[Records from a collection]
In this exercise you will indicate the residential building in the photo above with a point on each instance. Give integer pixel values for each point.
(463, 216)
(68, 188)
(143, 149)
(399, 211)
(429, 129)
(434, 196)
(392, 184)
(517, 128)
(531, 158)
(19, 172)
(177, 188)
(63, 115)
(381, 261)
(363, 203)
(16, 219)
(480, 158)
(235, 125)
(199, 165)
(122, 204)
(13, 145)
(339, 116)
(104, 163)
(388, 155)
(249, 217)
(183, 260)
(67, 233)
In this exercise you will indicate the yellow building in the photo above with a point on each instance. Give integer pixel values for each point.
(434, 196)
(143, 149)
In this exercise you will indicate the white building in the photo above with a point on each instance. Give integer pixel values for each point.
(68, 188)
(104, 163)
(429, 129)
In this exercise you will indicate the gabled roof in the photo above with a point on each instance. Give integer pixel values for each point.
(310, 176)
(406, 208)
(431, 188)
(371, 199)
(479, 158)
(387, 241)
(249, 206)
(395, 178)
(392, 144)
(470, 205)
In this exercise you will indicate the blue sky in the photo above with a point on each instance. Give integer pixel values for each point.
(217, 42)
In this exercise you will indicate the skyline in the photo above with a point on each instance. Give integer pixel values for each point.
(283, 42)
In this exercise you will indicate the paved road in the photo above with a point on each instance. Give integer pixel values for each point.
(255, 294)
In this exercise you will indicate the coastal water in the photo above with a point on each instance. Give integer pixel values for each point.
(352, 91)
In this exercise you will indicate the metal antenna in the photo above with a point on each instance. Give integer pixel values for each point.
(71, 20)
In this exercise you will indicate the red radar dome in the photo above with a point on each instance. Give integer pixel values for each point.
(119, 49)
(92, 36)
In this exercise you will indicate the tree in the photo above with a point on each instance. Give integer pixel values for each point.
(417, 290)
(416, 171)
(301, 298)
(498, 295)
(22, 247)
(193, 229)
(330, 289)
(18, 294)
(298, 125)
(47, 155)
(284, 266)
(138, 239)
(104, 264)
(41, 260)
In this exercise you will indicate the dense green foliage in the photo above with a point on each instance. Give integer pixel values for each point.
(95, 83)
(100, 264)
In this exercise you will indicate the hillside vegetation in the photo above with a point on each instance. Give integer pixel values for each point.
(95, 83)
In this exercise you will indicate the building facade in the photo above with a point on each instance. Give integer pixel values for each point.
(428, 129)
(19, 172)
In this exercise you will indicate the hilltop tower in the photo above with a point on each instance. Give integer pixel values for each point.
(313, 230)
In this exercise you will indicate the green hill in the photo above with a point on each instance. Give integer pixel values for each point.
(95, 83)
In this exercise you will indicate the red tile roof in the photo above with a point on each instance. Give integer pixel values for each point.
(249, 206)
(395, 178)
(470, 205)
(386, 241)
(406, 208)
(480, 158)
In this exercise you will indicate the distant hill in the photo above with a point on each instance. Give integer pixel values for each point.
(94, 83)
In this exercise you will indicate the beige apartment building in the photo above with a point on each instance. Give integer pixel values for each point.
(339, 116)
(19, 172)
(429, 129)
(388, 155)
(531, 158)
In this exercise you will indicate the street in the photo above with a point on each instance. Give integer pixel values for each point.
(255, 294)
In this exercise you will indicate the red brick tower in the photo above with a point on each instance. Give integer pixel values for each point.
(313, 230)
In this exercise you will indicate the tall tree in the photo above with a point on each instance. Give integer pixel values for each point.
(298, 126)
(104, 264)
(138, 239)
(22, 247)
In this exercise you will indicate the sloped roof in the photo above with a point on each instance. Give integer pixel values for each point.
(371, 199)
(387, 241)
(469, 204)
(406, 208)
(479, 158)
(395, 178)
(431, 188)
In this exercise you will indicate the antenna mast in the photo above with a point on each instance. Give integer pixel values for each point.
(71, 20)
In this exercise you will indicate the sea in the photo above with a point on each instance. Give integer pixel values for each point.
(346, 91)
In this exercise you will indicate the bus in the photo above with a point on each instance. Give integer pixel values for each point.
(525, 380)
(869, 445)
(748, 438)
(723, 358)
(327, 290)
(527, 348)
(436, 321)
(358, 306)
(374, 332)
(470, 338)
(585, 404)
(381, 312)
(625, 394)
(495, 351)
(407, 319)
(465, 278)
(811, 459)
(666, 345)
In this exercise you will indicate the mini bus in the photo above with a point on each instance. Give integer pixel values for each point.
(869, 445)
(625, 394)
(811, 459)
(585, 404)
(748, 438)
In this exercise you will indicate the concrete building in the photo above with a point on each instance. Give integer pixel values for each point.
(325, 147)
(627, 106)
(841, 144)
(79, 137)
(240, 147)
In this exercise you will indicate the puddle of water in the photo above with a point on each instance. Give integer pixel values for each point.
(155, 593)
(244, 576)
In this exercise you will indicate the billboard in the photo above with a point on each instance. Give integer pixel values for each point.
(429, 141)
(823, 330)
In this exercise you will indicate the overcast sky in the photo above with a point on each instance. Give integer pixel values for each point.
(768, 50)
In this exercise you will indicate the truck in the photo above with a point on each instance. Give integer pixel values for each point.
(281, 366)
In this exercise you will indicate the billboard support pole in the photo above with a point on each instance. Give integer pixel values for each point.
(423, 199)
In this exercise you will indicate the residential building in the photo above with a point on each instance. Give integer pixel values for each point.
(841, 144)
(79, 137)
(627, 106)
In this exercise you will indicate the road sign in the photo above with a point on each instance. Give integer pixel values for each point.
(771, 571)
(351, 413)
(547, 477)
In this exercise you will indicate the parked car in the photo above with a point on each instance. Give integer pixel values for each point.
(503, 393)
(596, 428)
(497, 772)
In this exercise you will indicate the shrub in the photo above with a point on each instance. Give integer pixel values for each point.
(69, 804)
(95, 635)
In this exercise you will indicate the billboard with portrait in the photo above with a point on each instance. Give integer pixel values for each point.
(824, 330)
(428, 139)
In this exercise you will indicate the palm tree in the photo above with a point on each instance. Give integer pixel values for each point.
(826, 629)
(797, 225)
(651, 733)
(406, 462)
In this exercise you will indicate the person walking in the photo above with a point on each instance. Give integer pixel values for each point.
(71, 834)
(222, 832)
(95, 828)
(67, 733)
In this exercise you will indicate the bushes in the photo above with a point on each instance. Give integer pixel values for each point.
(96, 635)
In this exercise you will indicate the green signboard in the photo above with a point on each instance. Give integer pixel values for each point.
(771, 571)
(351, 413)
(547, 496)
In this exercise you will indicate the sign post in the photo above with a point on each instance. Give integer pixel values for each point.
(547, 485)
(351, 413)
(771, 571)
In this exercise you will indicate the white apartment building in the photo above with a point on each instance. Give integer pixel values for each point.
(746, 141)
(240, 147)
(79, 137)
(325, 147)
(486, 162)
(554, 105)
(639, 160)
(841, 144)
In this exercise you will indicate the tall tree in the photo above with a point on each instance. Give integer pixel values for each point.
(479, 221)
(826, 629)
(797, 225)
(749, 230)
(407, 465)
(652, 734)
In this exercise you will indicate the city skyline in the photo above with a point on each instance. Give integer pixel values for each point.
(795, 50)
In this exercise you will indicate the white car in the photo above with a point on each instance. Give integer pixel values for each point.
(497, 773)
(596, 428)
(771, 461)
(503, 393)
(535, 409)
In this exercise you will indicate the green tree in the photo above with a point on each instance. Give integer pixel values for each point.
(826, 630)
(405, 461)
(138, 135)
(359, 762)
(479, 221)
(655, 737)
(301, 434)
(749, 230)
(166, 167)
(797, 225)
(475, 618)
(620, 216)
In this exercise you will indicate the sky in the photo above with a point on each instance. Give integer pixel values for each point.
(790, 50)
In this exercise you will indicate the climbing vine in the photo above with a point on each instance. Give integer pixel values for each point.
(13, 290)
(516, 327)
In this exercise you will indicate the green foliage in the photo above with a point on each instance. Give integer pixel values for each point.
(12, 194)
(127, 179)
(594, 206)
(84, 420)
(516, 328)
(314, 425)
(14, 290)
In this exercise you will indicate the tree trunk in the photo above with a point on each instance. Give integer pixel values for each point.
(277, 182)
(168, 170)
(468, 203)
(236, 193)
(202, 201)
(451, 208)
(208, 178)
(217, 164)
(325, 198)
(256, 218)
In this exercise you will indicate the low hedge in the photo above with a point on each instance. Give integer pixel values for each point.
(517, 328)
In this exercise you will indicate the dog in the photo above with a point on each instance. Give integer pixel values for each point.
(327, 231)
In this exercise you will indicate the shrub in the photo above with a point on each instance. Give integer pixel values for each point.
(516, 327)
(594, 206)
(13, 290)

* [WHAT THE TASK REQUIRES]:
Write out, exactly as shown, only the lines running from the one that contains "In this exercise you will indicate the dog" to the last line above.

* [ANSWER TO THIS TASK]:
In this exercise you will indicate the dog in the photo above with a point on each instance. Give integer pixel values for each point.
(327, 231)
In this exercise you will indicate the shrub in the photo above with a point on each instance. Give integer pixel values for each point.
(516, 327)
(594, 206)
(13, 290)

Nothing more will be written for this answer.